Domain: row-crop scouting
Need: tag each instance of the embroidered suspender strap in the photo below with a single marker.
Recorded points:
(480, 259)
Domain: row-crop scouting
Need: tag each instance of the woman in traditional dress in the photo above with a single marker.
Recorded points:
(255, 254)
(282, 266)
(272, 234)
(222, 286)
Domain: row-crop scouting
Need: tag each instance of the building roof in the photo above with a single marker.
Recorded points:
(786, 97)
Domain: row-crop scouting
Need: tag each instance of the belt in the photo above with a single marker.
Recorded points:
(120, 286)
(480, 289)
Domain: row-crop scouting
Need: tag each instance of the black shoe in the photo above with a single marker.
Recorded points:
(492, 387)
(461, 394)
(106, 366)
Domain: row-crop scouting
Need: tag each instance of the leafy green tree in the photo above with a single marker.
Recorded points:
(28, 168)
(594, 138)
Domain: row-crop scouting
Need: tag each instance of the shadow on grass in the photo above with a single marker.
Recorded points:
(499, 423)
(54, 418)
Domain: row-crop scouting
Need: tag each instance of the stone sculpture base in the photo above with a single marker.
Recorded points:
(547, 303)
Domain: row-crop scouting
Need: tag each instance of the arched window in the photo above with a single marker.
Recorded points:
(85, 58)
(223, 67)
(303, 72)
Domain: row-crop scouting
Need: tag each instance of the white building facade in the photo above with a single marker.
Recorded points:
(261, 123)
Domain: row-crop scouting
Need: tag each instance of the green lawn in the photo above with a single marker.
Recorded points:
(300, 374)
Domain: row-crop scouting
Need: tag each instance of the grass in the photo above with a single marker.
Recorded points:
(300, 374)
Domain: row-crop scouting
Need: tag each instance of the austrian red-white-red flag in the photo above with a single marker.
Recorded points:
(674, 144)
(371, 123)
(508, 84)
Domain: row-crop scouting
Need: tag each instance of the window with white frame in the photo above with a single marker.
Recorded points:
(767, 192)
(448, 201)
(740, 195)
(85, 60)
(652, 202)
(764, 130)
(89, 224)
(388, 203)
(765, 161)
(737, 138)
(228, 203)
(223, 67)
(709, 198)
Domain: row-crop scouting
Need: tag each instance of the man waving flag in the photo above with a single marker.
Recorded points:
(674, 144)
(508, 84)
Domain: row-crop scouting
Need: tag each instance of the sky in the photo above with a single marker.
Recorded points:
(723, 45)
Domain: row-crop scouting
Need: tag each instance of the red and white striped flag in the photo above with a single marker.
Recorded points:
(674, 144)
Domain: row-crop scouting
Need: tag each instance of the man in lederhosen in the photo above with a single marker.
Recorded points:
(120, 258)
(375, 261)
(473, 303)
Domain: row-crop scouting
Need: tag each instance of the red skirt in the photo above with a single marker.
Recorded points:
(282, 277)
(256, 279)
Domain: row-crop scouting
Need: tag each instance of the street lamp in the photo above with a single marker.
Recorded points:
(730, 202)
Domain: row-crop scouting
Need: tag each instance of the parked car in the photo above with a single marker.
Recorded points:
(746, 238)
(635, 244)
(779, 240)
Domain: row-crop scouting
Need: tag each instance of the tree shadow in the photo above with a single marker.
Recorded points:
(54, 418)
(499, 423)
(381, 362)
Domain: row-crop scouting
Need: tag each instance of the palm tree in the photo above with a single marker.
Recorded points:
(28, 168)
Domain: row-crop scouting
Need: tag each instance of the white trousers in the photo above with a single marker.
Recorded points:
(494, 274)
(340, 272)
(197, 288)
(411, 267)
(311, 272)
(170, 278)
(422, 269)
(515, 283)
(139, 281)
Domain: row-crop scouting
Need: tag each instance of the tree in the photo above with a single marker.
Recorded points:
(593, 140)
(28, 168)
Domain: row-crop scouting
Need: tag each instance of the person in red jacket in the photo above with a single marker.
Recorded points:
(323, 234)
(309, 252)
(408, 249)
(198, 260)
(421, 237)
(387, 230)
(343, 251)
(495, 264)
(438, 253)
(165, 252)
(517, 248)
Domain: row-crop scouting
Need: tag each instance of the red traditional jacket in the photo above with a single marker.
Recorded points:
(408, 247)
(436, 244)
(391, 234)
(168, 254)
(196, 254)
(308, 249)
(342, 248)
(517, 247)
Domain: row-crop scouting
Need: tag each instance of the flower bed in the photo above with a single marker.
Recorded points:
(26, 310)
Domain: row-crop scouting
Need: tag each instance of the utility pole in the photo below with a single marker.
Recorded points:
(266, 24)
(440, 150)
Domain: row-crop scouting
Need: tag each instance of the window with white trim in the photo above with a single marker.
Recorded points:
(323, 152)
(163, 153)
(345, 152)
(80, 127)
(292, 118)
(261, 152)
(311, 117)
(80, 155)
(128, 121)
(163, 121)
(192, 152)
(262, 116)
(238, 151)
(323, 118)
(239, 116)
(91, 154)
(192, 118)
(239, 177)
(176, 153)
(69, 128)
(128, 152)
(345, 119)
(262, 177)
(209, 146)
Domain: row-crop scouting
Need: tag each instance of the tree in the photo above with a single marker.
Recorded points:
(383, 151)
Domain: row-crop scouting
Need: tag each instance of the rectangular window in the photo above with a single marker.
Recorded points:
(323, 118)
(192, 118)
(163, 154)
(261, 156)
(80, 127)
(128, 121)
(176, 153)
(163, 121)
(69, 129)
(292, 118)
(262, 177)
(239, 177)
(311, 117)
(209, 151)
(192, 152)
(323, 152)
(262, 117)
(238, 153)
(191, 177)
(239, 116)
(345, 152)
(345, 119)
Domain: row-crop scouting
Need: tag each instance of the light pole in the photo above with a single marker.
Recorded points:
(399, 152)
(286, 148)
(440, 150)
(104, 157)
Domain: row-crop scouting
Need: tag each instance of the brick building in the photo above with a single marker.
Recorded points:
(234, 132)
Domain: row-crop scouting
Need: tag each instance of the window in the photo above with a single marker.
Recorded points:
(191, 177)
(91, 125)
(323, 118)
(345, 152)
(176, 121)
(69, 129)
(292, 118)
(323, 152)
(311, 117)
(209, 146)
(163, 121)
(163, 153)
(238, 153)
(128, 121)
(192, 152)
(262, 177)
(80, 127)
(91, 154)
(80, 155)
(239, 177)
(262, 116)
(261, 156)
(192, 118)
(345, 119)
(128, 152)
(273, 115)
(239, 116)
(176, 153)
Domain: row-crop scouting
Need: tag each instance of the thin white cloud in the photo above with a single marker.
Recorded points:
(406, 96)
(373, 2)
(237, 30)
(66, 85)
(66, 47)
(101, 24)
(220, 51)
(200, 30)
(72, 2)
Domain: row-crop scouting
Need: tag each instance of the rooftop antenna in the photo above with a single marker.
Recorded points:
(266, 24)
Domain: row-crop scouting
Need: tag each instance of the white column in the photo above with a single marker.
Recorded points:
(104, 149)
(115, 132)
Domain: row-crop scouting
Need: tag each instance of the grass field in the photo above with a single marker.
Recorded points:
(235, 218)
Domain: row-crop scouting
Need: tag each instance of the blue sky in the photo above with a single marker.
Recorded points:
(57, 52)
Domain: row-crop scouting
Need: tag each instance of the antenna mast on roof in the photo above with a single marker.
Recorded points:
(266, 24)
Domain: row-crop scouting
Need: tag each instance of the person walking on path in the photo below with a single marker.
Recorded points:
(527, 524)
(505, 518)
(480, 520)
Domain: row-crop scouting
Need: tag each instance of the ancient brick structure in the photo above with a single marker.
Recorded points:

※

▶ WORK TO COMPLETE
The listing above is to be restated word for word.

▶ ANSWER FOR THIS EXERCISE
Domain: row-crop scouting
Need: tag each instance of the embroidered suspender strap in the photo below with a single marker.
Recorded points:
(480, 259)
Domain: row-crop scouting
Need: tag each instance of the woman in traditional dress in the photo above with a single marker.
Recorded points:
(255, 254)
(282, 266)
(272, 234)
(222, 286)
Domain: row-crop scouting
Need: tag each instance of the building roof in the photo above with a single marker.
Recorded points:
(786, 97)
Domain: row-crop scouting
Need: tag each instance of the belt in the photo above with a single marker.
Recorded points:
(120, 286)
(480, 289)
Domain: row-crop scouting
Need: tag each instance of the black shoe in the photo above with a single marker.
Recorded points:
(492, 387)
(461, 394)
(106, 366)
Domain: row-crop scouting
Need: tag each instance of the leafy green tree in the photo above with a single marker.
Recorded points:
(28, 168)
(594, 138)
Domain: row-crop scouting
Need: tag each instance of the shadow on grass in the photo above with a single marker.
Recorded points:
(499, 423)
(54, 418)
Domain: row-crop scouting
Need: tag each instance of the stone sculpture base in the photo above with a single marker.
Recorded points:
(547, 303)
Domain: row-crop scouting
Need: tag each instance of the arched window in the photo above with a single marker.
Recorded points:
(85, 58)
(223, 67)
(303, 72)
Domain: row-crop scouting
Need: tag each instance of the white building facade in the photo above with a single marker.
Recorded points:
(261, 123)
Domain: row-crop scouting
Need: tag each instance of the green lawn in the photo above with a single marker.
Recorded points:
(300, 374)
Domain: row-crop scouting
Need: tag each instance of the grass in the photo above with a single marker.
Recorded points:
(300, 374)
Domain: row-crop scouting
Need: tag each instance of the austrian red-white-red flag in the photo above with a single marker.
Recorded points:
(674, 144)
(371, 123)
(508, 84)
Domain: row-crop scouting
Need: tag each instance of the window with white frame in the photo above with a single marker.
Recorded points:
(767, 192)
(448, 201)
(740, 195)
(85, 60)
(652, 202)
(764, 130)
(89, 224)
(388, 203)
(765, 161)
(737, 138)
(228, 203)
(223, 67)
(709, 198)
Domain: row-crop scouting
Need: tag each instance of the man waving flag in the photo above with a single marker.
Recorded points:
(674, 144)
(508, 84)
Domain: row-crop scouting
Need: tag each instance of the sky in the photo above with a single marker.
Recorded points:
(723, 45)
Domain: row-crop scouting
Need: tag each instance of the red and white striped flag in the photo above with a single marker.
Recorded points:
(674, 144)
Domain: row-crop scouting
Need: tag each instance of the man in lederhosen in the photo above with a single marker.
Recorded points:
(120, 258)
(375, 261)
(473, 303)
Domain: row-crop scouting
Need: tag each instance of the red skirt in the photo above with a single marker.
Recorded points:
(282, 277)
(256, 279)
Domain: row-crop scouting
Need: tag each instance of the street lamp in the photo above with a single marker.
Recorded points:
(730, 202)
Domain: row-crop scouting
Need: tag each instance of the parked car in the photo above with a single marker.
Recorded points:
(746, 238)
(635, 244)
(779, 240)
Domain: row-crop scouting
Need: tag each instance of the tree shadow in the photo above with a single marker.
Recorded points:
(54, 418)
(499, 423)
(381, 362)
Domain: row-crop scouting
Need: tag each instance of the palm tree in the photo above with a single marker.
Recorded points:
(28, 168)
Domain: row-crop scouting
Need: tag each instance of the white trousers in the photo above with a single marker.
Recorded points:
(494, 274)
(340, 272)
(197, 288)
(411, 267)
(311, 272)
(170, 278)
(422, 269)
(515, 283)
(139, 281)
Domain: row-crop scouting
Need: tag each instance of the tree in the photo above with a single marker.
Recorded points:
(593, 140)
(28, 168)
Domain: row-crop scouting
Need: tag each instance of the person in red jacket in the photo above with a single marker.
Recorded points:
(323, 234)
(309, 252)
(408, 249)
(198, 260)
(421, 237)
(387, 230)
(343, 251)
(495, 264)
(438, 253)
(165, 252)
(517, 248)
Domain: row-crop scouting
Need: tag each instance of the red traditional jacket in the photo above with a single marker.
Recorded points:
(408, 247)
(436, 244)
(391, 234)
(168, 254)
(196, 254)
(308, 249)
(342, 248)
(517, 247)
Domain: row-crop scouting
Need: tag each instance of the flower bed in the photo above with a single marker.
Recorded points:
(26, 310)
Domain: row-crop scouting
Need: tag each instance of the utility pole in the photo below with a single marker.
Recorded points:
(266, 24)
(440, 150)
Domain: row-crop scouting
Need: tag each instance of the window with white trim in the photo above with a single marker.
Recorded points:
(323, 152)
(163, 153)
(345, 152)
(80, 127)
(292, 118)
(261, 152)
(311, 117)
(80, 155)
(128, 121)
(163, 121)
(192, 152)
(262, 116)
(238, 151)
(323, 118)
(239, 116)
(91, 154)
(192, 118)
(239, 177)
(176, 153)
(69, 128)
(128, 152)
(345, 119)
(262, 177)
(209, 146)
Domain: row-crop scouting
Need: tag each instance of the tree in the photo above with a single marker.
Recorded points:
(383, 151)
Domain: row-crop scouting
Need: tag each instance of the rectangular window in the photo above with a single marker.
Recorded points:
(323, 118)
(192, 118)
(163, 154)
(261, 156)
(80, 127)
(128, 121)
(176, 153)
(163, 121)
(69, 129)
(292, 118)
(262, 177)
(239, 177)
(311, 117)
(209, 151)
(192, 152)
(323, 152)
(262, 117)
(238, 153)
(191, 177)
(239, 116)
(345, 152)
(345, 119)
Domain: row-crop scouting
Need: tag each instance of the light pole in the photo above with a single marker.
Recorded points:
(399, 152)
(286, 148)
(440, 150)
(104, 157)
Domain: row-crop scouting
Need: tag each instance of the brick building in the photo above with a single marker.
Recorded points:
(234, 132)
Domain: row-crop scouting
Need: tag each instance of the window in the photo above with a single marker.
Recorded points:
(191, 177)
(91, 125)
(323, 118)
(345, 152)
(176, 121)
(69, 129)
(292, 118)
(323, 152)
(311, 117)
(209, 146)
(163, 121)
(163, 153)
(238, 153)
(128, 121)
(192, 152)
(262, 177)
(80, 127)
(91, 154)
(80, 155)
(239, 177)
(262, 116)
(261, 156)
(192, 118)
(345, 119)
(128, 152)
(273, 115)
(239, 116)
(176, 153)
Domain: row-crop scouting
Need: tag each instance of the thin white cloud in the photo above with a single marker.
Recorded points:
(406, 96)
(373, 2)
(237, 30)
(66, 85)
(66, 47)
(101, 24)
(220, 51)
(200, 30)
(72, 2)
Domain: row-crop scouting
Need: tag each instance of the rooftop antenna in the photo above with a single marker.
Recorded points:
(266, 24)
Domain: row-crop scouting
Need: tag each instance of the white column in the photo above with a single marker.
Recorded points:
(104, 149)
(115, 132)
Domain: row-crop scouting
Need: tag each instance of the grass field in the photo above with a single marker.
Recorded points:
(235, 218)
Domain: row-crop scouting
Need: tag each instance of the blue sky in the photo above with a single marker.
Recorded points:
(57, 52)
Domain: row-crop scouting
Need: tag each instance of the antenna mast on roof in the photo above with a single marker.
Recorded points:
(266, 24)
Domain: row-crop scouting
Need: tag each instance of the person walking on path in the photo below with a single marker.
Recorded points:
(527, 524)
(505, 518)
(480, 520)
Domain: row-crop scouting
Need: tag each instance of the ancient brick structure in the photo above with a single marker.
Recorded points:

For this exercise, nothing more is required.